** Start **

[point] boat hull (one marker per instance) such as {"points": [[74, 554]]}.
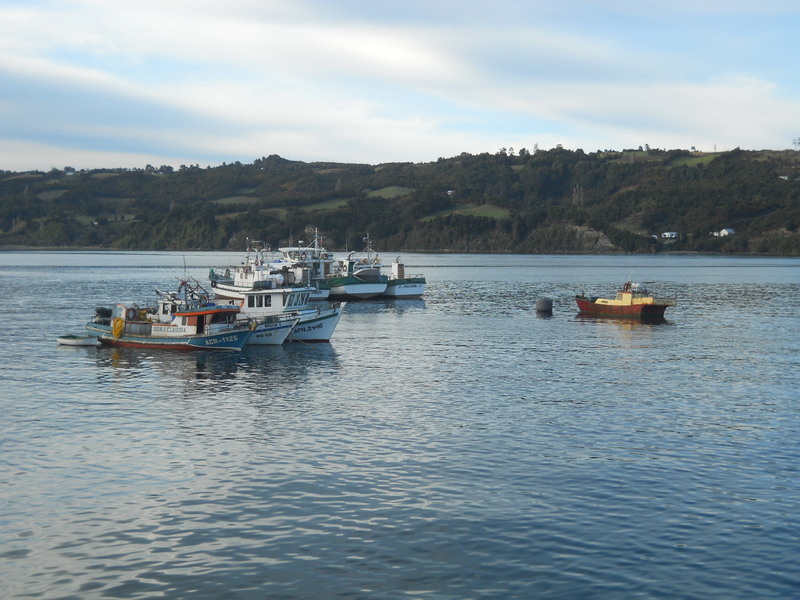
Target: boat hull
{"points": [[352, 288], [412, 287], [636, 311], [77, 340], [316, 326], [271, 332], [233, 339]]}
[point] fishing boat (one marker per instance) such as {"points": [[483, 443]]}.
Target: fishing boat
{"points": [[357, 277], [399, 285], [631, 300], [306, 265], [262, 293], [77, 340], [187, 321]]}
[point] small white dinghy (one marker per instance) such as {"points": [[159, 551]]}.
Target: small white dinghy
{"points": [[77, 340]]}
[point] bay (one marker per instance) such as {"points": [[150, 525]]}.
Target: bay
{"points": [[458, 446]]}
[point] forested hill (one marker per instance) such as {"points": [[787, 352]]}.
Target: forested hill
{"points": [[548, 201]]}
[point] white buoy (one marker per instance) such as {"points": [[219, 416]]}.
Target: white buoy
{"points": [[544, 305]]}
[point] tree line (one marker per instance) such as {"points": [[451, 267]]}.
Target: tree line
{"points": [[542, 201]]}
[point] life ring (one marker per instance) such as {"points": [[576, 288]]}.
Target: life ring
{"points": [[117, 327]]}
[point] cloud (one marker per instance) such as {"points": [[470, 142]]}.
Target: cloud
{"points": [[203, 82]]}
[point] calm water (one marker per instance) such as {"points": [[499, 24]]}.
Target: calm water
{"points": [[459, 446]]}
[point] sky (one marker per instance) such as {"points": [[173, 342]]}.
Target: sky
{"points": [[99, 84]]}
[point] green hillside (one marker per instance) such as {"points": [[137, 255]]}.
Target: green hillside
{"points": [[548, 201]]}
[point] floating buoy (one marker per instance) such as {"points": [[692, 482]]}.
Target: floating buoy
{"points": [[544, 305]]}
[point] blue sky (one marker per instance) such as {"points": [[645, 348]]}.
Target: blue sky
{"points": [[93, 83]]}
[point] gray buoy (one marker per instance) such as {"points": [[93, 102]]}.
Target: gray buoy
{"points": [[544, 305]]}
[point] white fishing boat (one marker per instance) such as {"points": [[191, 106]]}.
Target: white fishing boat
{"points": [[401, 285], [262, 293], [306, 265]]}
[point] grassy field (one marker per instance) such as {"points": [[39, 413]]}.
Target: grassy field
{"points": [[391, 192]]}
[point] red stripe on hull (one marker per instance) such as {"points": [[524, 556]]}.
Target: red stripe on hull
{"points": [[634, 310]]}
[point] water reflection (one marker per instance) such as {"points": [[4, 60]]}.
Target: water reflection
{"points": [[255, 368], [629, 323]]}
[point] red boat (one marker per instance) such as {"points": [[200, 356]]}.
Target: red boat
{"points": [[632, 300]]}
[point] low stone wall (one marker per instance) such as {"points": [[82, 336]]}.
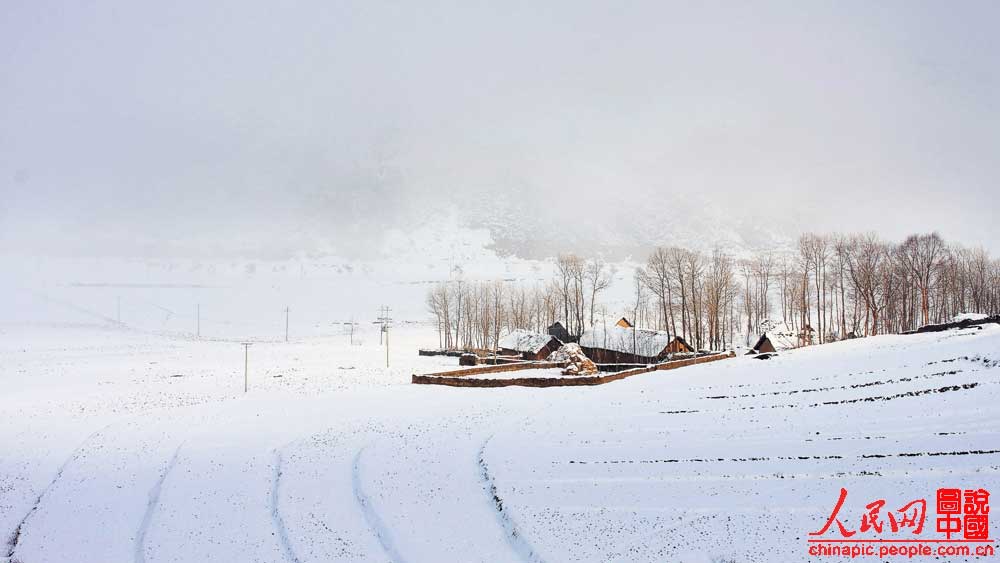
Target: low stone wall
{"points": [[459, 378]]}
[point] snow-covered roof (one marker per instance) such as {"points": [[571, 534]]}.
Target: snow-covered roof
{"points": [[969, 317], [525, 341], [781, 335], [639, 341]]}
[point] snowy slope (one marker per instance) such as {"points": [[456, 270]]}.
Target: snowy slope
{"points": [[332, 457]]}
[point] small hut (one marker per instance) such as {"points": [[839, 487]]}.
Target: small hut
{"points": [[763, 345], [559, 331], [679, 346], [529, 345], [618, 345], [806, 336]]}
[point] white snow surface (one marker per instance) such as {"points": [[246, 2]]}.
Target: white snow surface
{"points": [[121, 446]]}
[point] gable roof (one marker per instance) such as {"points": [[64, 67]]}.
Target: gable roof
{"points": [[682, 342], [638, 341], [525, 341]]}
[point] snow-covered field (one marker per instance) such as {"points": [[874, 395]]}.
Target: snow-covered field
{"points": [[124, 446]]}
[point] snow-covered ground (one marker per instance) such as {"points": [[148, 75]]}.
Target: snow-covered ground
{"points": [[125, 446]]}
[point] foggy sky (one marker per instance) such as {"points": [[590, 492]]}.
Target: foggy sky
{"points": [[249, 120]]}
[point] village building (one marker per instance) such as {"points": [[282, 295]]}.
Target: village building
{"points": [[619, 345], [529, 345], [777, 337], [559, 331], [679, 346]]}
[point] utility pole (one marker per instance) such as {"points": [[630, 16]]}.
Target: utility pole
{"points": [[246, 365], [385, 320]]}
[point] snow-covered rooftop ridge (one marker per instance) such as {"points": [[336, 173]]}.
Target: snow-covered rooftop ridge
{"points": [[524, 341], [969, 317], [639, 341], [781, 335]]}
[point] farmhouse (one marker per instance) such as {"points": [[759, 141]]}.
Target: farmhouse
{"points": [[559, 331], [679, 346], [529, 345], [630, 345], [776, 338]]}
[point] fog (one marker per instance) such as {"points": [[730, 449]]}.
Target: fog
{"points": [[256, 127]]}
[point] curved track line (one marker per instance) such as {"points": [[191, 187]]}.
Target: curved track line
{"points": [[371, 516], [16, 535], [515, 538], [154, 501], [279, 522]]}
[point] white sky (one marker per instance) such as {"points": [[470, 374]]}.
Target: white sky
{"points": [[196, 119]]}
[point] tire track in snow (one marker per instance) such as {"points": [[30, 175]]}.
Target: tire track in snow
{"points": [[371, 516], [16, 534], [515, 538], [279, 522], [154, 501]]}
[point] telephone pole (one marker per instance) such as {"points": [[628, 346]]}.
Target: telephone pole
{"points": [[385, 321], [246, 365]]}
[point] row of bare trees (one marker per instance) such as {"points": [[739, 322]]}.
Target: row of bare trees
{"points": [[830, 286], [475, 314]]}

** End **
** Start **

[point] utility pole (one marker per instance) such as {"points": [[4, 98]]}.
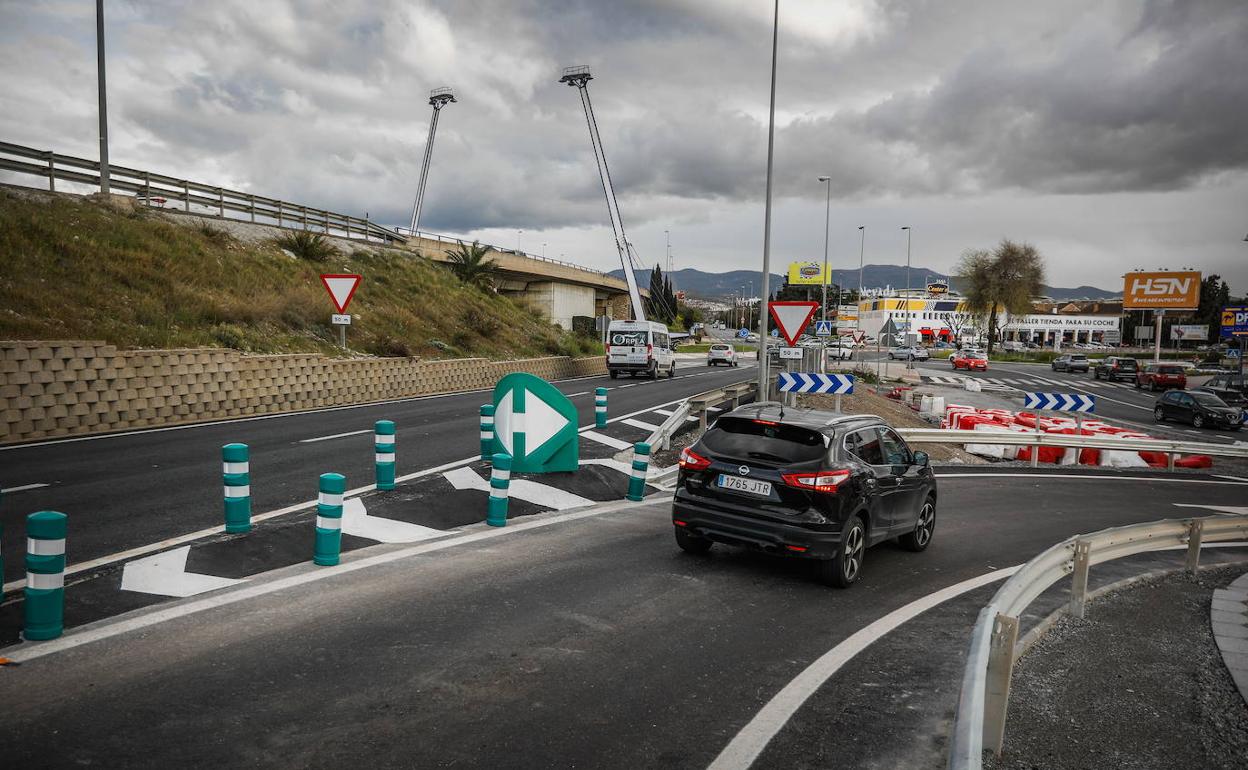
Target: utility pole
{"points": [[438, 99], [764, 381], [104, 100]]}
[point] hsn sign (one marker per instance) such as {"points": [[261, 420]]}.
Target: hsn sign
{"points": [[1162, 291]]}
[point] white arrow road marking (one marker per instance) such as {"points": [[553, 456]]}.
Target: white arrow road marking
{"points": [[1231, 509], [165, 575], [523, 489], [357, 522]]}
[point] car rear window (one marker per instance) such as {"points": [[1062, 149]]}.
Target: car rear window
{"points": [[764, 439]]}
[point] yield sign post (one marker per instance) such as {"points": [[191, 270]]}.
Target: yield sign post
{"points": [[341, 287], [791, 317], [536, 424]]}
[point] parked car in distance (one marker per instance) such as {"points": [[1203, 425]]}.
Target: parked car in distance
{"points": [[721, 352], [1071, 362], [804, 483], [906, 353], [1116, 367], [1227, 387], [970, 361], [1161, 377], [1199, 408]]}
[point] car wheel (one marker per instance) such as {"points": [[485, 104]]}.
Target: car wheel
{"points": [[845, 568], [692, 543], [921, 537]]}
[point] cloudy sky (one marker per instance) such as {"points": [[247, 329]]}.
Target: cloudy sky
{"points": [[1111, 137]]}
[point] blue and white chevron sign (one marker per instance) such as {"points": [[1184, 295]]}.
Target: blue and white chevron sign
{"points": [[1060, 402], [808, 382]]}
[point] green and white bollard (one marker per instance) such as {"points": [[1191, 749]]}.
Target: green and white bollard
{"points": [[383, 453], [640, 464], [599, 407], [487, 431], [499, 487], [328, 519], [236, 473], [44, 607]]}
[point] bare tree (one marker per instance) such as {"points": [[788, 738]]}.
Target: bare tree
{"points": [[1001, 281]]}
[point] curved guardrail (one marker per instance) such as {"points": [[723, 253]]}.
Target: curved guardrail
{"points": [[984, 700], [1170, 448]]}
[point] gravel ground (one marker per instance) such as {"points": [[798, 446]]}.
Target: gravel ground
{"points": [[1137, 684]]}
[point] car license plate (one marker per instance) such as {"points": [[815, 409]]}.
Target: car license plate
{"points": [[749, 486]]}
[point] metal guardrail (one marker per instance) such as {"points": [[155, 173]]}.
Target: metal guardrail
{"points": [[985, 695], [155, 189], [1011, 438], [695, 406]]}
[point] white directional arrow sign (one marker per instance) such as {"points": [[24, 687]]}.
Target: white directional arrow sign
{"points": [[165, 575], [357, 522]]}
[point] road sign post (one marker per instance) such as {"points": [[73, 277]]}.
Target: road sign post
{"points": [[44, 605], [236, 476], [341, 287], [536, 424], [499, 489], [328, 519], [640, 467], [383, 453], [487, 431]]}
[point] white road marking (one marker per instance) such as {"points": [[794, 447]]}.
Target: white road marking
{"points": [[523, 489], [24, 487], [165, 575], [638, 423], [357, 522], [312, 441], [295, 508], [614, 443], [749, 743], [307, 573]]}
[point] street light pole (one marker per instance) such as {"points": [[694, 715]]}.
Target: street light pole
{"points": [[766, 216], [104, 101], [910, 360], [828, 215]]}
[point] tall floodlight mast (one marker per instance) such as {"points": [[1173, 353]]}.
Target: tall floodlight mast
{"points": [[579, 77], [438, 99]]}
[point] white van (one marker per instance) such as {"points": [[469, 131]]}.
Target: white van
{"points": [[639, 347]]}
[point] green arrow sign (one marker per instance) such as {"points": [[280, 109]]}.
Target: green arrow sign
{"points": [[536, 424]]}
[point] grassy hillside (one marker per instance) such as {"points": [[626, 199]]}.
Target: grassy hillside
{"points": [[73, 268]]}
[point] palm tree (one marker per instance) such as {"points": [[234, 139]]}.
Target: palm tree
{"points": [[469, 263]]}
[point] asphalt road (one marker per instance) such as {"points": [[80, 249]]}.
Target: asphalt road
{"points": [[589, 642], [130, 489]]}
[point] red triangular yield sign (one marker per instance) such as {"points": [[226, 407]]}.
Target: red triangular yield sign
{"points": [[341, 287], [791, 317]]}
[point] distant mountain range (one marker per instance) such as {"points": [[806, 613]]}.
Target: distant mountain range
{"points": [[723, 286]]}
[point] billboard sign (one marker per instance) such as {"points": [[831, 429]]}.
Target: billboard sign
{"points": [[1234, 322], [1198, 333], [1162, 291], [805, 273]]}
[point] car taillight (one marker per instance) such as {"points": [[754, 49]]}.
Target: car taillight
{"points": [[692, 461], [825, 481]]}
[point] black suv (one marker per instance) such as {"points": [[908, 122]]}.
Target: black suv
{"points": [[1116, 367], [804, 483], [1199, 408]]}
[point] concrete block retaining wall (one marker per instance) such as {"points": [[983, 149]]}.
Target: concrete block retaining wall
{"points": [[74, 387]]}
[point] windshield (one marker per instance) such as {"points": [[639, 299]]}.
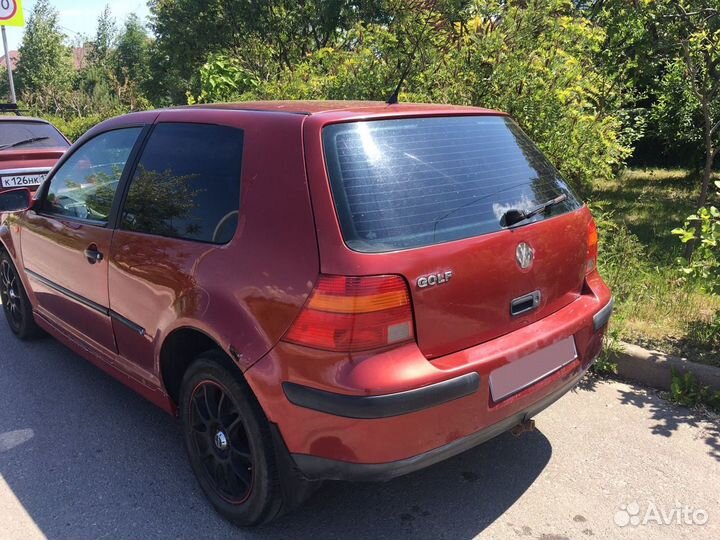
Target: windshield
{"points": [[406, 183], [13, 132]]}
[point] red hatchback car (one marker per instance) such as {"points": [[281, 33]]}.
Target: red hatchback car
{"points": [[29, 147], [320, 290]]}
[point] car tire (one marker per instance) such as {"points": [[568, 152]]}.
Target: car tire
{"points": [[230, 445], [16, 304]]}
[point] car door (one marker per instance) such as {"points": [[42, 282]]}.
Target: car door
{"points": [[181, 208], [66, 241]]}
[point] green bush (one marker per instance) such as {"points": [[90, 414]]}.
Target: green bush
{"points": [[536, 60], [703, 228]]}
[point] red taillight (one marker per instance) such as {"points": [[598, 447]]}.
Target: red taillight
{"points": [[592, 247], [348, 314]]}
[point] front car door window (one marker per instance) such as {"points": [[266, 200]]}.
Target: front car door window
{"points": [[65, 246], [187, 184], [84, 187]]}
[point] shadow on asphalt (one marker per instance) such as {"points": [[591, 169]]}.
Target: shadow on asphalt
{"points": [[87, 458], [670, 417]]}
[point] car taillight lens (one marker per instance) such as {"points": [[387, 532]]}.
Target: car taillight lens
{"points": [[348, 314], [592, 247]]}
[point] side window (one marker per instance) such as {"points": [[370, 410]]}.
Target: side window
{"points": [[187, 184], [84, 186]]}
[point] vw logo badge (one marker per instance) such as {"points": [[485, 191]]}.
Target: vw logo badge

** End **
** Start **

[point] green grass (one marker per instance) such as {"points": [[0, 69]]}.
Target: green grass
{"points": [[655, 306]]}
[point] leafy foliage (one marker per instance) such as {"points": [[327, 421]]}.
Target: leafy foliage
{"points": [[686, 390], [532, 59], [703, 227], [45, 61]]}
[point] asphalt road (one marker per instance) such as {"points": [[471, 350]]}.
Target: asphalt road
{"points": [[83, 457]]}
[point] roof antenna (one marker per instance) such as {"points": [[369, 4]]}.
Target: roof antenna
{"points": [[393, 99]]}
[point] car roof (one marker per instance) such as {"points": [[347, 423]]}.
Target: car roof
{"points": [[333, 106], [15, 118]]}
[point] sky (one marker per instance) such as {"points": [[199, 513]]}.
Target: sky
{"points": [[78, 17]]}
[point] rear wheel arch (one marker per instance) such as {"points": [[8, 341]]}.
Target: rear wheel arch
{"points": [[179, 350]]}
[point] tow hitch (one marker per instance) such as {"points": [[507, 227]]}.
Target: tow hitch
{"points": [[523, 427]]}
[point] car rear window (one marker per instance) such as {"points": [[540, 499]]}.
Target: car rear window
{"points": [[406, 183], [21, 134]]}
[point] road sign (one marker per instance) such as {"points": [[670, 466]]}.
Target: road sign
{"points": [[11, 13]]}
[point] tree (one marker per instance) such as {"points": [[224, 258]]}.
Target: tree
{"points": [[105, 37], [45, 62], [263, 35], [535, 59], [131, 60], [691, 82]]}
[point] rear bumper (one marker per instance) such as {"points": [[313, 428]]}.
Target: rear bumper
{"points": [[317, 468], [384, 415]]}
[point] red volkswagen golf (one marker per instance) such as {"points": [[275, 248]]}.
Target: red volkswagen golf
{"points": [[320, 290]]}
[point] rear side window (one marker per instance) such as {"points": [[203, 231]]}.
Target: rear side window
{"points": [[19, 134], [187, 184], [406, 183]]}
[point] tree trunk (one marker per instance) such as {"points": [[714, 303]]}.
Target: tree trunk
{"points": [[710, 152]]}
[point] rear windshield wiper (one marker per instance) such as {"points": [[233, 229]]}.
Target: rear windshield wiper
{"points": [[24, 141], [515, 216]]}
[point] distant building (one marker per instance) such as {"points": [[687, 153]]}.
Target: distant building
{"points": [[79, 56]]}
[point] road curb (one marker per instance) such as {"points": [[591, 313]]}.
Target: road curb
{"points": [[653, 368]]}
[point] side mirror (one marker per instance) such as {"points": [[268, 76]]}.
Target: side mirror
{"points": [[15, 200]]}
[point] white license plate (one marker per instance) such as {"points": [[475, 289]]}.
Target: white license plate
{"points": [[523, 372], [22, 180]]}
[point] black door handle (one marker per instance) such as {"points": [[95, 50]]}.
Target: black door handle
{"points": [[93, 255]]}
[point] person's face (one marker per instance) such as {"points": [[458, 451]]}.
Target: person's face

** End **

> Short problem
How many lines in the entries above contain the word "concrete"? Reply with the number alone.

> Solution to this problem
2